USING THE INFORMATION ->
1. Answer these questions using the article on insurance fraud at long-term care hospitals:
(a) How many long-term care hospitals were there in 2024?
(b) What was last year's earned-incurred loss ratio for indemnity insurance, according to the FSS?
(c) What is the known actual recovery rate of detected insurance fraud amounts?
2. From the article on insurance fraud at long-term care hospitals, print everything from "On the 22nd, the" down to "non-life insurance, respectively.", word for word.

SOURCE DOCUMENT ->
_ _ _ _ _ _ _

As the aging population drives more patients to long-term care hospitals, payouts for indemnity health insurance are rising quickly. But with persistent insurance fraud, including sham admissions, falsified medical records and so-called "payback," concerns are growing about leakage in insurance payouts. Insurance fraud also triggers excessive billing of medical costs, burdening the National Health Insurance finances.
On the 22nd, the insurance industry said the number of long-term care hospitals is falling, but indemnity payouts to their patients are increasing. According to data from the Korea Life Insurance Association and the General Insurance Association of Korea, long-term care hospitals decreased 13%, from 1,584 in 2020 to 1,382 in 2024. In contrast, over the same period, the average monthly indemnity payout for long-term care hospital patients rose 33% for life insurance and 27% for non-life insurance, respectively.
The insurance industry points to organized fraud surrounding long-term care hospitals as a driver of the payout increase. Cases uncovered by the Financial Supervisory Service, the National Health Insurance Service and investigative agencies show hospital staff colluding with brokers to steer patients into sham admissions or to kick back part of the insurance payout to patients.
A representative tactic is "payback." When a hospital issues inflated receipts for items such as injections, manual therapy or meal charges, patients pay higher medical bills than actually incurred and then claim indemnity insurance. The hospital then returns part of the bill to the patient in cash, gift cards, or health supplements and beauty products. Patients cover their out-of-pocket cost with indemnity payouts, while hospitals profit from the padded charges.
The problem of "administrator-run long-term care hospitals," which are illegal medical institutions, also persists. Although these hospitals are in substance operated by nonmedical personnel and are not eligible for long-term care benefits, they fraudulently claim benefit payments, manipulate medical records and issue fake receipts to collect indemnity payouts. Some have been caught creating records for patients who were never actually admitted to claim insurance.
Such insurance fraud is cited as a factor pushing up the loss ratio of indemnity insurance. As unnecessary and prolonged hospitalizations increase, the burden of payouts grows. According to the Financial Supervisory Service (FSS), last year's earned-incurred loss ratio for indemnity insurance was 101%, rising from 99.3% in 2024 and topping 100% again. The earned-incurred loss ratio is a metric dividing claims paid by premium revenue; above 100% means payouts exceed premiums.
Insurance fraud also burdens National Health Insurance finances. When sham or excessive admissions occur or medical records are manipulated, claims often hit both indemnity insurance and National Health Insurance benefits. In particular, cases involving administrator-run hospitals repeatedly show embezzlement from both private insurance and National Health Insurance finances.
Even after detection, recovery is difficult. The actual recovery rate of detected insurance fraud amounts is known to be around 20%. Many sums go unrecovered due to hospital closures or asset concealment. Ultimately, observers note, the burden is inevitably shifted onto all National Health Insurance enrollees and indemnity policyholders.
An insurance industry official said, "Insurance fraud at long-term care hospitals is a structural problem that affects not only private insurance but also National Health Insurance finances," adding, "Oversight of sham admissions, payback schemes and administrator-run hospitals must be strengthened."

_ _ _ _ _ _ _

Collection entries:
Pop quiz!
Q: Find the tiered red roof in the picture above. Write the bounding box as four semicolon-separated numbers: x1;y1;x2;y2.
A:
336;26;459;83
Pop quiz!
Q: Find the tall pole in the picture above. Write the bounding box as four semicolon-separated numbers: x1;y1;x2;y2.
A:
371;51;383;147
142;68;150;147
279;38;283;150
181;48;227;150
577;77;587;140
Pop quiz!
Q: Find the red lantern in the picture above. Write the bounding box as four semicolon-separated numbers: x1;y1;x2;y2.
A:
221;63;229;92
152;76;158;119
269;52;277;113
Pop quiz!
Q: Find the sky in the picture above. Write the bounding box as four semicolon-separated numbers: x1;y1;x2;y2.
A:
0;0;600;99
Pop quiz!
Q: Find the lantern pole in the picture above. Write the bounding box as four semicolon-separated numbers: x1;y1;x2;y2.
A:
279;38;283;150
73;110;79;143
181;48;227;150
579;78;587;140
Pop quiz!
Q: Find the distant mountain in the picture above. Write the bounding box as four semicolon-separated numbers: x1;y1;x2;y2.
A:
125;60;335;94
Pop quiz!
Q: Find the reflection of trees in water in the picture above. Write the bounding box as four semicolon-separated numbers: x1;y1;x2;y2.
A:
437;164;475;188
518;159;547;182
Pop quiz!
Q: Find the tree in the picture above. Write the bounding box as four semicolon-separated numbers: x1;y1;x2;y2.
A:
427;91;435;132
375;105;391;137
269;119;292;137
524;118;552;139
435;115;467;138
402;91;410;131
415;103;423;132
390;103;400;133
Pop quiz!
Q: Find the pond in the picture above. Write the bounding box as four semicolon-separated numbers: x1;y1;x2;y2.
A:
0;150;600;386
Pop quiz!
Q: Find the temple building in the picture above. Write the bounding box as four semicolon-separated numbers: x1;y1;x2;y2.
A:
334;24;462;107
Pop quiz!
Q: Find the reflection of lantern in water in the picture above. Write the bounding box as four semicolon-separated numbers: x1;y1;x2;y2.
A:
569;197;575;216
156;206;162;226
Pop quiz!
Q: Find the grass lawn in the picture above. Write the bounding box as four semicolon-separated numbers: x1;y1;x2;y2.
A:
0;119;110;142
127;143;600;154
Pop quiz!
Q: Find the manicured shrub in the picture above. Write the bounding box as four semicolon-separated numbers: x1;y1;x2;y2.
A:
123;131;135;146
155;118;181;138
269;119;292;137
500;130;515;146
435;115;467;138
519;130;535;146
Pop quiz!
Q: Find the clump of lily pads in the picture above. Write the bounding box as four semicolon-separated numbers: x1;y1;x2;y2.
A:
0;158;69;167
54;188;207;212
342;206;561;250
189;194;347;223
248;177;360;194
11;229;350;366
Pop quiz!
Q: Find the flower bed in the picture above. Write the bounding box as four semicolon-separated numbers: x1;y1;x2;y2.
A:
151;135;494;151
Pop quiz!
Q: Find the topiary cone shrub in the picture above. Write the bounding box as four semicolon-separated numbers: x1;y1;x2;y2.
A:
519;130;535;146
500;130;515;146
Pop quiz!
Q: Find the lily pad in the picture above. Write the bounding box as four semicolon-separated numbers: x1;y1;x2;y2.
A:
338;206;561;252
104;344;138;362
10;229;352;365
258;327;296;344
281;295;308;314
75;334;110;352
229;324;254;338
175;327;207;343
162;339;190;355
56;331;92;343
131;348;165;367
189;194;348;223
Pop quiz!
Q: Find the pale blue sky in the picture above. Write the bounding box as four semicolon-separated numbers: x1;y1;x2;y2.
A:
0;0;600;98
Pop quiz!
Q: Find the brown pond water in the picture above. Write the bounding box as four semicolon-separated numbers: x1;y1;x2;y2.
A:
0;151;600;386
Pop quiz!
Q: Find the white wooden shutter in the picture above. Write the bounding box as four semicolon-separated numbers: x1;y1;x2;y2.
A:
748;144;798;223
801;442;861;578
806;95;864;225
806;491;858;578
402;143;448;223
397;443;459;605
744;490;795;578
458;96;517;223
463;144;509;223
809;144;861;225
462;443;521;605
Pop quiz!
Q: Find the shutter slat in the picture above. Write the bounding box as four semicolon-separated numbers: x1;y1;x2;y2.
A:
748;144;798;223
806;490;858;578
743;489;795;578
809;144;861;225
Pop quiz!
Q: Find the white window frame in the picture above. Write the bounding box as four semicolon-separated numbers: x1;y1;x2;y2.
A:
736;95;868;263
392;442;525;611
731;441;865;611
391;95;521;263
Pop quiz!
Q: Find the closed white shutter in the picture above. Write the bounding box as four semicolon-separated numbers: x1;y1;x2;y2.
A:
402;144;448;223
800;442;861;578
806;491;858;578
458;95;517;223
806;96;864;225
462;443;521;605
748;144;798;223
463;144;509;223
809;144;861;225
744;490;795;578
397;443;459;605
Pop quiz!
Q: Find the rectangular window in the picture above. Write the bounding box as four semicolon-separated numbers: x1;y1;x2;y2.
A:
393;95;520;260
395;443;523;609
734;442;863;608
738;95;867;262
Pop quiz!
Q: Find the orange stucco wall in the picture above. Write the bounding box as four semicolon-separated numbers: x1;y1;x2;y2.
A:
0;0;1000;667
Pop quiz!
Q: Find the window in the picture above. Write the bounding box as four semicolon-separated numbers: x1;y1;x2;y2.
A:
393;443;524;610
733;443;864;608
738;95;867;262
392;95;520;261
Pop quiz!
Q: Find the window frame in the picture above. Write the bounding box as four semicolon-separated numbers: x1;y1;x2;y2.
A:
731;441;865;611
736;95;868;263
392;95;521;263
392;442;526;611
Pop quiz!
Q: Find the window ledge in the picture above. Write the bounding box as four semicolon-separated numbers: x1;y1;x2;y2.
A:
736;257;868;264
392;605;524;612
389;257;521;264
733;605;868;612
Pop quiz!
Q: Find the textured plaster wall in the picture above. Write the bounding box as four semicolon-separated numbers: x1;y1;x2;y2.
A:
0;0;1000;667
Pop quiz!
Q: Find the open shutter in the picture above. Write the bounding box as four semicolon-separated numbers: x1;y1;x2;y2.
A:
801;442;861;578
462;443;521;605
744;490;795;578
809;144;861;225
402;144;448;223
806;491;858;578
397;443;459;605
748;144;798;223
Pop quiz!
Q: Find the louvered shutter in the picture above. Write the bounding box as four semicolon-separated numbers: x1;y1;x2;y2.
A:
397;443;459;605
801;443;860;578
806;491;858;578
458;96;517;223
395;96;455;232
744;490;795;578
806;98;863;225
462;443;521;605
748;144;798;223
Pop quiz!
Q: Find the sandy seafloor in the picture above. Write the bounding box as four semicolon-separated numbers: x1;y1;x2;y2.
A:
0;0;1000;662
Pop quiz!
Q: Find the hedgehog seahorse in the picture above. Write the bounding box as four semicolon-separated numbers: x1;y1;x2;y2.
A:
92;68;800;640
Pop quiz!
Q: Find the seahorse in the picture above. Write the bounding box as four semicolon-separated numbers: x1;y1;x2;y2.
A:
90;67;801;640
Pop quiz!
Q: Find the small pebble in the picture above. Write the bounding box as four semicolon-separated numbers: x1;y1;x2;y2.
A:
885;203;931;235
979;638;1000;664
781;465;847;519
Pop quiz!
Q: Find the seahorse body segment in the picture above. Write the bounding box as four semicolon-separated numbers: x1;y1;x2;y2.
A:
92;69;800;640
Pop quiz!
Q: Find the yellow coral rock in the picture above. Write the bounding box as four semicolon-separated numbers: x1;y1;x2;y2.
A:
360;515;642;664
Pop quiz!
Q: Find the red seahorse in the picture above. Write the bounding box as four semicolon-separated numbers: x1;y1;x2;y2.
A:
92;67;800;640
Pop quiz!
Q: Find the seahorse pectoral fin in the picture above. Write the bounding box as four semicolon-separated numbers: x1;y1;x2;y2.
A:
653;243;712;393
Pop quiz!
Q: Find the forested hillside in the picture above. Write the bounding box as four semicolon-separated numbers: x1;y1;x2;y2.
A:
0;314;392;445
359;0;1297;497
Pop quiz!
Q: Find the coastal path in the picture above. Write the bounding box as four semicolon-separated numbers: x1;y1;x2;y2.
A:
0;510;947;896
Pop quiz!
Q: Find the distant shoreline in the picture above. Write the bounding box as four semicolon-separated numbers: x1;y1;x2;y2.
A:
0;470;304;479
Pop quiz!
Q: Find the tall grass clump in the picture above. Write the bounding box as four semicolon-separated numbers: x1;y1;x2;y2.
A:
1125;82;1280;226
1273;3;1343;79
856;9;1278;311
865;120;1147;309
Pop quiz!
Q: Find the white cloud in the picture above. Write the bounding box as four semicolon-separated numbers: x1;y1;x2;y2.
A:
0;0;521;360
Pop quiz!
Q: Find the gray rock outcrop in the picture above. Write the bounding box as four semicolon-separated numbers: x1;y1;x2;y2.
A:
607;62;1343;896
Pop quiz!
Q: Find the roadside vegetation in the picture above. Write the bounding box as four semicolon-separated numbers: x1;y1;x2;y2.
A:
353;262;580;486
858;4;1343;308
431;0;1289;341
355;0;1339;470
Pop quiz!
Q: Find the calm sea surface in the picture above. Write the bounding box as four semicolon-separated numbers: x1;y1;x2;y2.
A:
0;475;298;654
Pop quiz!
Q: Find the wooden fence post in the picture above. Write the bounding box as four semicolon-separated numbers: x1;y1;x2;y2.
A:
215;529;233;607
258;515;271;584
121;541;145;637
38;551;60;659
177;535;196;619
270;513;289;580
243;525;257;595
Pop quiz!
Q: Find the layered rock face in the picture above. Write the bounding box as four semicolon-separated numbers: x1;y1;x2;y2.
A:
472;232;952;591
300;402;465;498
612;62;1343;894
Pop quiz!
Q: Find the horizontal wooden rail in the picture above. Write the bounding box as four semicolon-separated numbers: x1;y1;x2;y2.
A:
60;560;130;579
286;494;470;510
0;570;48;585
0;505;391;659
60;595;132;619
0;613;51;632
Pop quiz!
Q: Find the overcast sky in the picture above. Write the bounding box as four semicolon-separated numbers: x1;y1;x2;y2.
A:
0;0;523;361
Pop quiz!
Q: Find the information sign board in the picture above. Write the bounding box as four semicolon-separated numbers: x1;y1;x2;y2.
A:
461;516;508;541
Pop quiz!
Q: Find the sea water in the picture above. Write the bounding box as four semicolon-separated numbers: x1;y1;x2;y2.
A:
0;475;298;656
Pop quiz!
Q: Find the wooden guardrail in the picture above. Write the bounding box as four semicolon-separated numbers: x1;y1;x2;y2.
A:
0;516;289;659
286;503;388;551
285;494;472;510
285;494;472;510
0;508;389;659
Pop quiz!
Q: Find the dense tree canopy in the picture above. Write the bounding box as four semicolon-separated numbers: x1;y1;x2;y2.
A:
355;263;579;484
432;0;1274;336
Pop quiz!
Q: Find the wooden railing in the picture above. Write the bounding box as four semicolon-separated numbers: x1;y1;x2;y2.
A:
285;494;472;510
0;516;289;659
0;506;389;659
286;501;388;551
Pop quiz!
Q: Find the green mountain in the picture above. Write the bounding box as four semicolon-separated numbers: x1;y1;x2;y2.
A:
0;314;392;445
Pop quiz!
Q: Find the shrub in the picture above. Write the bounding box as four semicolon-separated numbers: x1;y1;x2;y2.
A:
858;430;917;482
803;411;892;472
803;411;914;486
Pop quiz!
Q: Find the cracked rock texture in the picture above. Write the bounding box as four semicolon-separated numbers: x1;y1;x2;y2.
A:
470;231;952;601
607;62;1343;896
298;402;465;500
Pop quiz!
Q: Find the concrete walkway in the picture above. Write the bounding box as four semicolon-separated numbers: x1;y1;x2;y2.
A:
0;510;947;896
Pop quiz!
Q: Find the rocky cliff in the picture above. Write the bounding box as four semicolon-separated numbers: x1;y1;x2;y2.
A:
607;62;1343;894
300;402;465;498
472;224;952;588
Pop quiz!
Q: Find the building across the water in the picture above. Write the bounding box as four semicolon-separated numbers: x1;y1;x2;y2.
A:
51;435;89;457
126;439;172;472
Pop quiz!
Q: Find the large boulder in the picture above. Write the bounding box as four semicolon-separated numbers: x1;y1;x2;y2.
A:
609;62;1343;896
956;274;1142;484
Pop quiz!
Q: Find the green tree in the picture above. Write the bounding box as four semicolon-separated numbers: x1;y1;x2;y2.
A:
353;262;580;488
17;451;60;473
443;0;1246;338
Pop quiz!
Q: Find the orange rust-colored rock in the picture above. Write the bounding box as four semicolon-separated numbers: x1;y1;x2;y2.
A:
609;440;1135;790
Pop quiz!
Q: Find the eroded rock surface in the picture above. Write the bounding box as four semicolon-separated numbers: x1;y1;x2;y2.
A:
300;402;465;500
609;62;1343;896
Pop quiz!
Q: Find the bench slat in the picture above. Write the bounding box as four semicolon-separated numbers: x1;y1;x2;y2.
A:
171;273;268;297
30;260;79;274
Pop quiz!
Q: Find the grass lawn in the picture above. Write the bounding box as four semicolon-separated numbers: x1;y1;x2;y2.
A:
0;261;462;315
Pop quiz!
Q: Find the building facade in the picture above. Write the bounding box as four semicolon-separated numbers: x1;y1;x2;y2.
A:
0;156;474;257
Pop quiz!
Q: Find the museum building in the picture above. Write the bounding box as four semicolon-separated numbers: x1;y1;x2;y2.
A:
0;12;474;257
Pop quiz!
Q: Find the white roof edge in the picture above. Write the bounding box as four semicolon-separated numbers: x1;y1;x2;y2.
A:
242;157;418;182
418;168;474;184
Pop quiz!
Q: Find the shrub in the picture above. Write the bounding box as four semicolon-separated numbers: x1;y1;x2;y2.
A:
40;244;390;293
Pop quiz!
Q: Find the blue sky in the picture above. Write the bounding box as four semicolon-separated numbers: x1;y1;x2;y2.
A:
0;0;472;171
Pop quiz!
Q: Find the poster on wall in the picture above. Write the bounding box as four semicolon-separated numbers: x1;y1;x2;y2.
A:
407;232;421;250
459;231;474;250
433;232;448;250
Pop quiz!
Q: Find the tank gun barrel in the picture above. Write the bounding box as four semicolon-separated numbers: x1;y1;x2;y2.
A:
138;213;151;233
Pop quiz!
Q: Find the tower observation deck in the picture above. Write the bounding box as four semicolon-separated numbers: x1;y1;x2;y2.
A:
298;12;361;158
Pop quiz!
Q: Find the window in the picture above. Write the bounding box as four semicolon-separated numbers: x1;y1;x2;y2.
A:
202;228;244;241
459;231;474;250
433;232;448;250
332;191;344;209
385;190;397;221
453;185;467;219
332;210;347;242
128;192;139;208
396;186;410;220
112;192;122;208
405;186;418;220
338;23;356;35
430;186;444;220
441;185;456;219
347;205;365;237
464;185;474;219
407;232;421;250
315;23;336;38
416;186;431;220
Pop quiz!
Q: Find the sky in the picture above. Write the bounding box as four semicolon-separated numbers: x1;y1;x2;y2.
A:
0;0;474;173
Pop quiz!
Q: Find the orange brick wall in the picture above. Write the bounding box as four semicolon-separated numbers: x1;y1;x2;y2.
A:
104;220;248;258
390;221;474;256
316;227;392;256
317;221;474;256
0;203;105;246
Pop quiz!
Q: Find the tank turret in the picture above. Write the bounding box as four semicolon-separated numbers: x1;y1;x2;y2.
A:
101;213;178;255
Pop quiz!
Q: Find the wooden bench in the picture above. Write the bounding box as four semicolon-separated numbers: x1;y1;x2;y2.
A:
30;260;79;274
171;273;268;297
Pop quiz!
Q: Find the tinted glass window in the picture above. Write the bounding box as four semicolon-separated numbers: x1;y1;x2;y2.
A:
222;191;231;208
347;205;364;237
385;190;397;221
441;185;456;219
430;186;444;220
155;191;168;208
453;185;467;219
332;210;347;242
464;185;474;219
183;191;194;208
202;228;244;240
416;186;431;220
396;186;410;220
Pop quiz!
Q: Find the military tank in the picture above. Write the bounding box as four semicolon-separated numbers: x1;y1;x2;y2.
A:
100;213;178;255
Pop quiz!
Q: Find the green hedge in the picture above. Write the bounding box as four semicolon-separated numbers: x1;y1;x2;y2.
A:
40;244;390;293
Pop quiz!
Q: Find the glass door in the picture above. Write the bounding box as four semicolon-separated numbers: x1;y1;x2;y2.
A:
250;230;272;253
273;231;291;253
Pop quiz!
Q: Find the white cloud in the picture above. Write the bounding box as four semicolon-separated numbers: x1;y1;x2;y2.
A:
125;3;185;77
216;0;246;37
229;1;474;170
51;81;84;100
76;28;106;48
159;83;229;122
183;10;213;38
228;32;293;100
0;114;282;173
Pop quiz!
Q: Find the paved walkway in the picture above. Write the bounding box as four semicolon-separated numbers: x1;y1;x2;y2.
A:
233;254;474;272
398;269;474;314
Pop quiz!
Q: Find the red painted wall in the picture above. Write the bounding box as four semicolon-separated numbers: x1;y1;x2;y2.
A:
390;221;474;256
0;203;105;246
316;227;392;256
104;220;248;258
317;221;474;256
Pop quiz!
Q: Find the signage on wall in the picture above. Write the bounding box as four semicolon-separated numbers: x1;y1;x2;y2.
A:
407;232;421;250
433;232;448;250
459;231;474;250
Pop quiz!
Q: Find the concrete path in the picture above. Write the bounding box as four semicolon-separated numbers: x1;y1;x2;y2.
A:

_ _ _ _ _ _ _

ANSWERS TO THE EXERCISE ->
1.
(a) 1,382
(b) 101%
(c) Around 20%

2.
On the 22nd, the insurance industry said the number of long-term care hospitals is falling, but indemnity payouts to their patients are increasing. According to data from the Korea Life Insurance Association and the General Insurance Association of Korea, long-term care hospitals decreased 13%, from 1,584 in 2020 to 1,382 in 2024. In contrast, over the same period, the average monthly indemnity payout for long-term care hospital patients rose 33% for life insurance and 27% for non-life insurance, respectively.